Problem details | Reproduce every one of the following records word for word, line by line, with nothing altered.

(Records of labeled boxes)
--- BEGIN ---

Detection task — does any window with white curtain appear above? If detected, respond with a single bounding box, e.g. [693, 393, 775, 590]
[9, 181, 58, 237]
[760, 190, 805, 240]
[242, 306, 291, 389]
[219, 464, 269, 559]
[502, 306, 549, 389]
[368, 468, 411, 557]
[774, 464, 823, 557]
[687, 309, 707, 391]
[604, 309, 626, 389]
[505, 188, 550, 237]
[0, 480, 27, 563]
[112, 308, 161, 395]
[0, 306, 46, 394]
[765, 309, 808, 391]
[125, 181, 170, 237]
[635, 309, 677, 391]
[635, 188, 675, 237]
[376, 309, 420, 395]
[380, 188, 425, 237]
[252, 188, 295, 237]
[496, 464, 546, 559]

--- END ---

Solution to the problem |
Detection task — does any window with white curtain appear above? If detected, respond with a single bounding box, e.g. [693, 393, 775, 590]
[9, 181, 58, 237]
[760, 190, 805, 240]
[242, 306, 291, 389]
[219, 464, 269, 559]
[502, 306, 549, 389]
[368, 468, 411, 557]
[774, 464, 823, 557]
[687, 309, 707, 391]
[604, 309, 626, 389]
[505, 188, 550, 237]
[0, 480, 27, 563]
[112, 308, 161, 395]
[0, 306, 46, 394]
[765, 309, 808, 391]
[125, 181, 170, 237]
[635, 309, 677, 391]
[635, 188, 675, 237]
[376, 309, 420, 395]
[380, 188, 425, 237]
[252, 188, 295, 237]
[496, 464, 546, 559]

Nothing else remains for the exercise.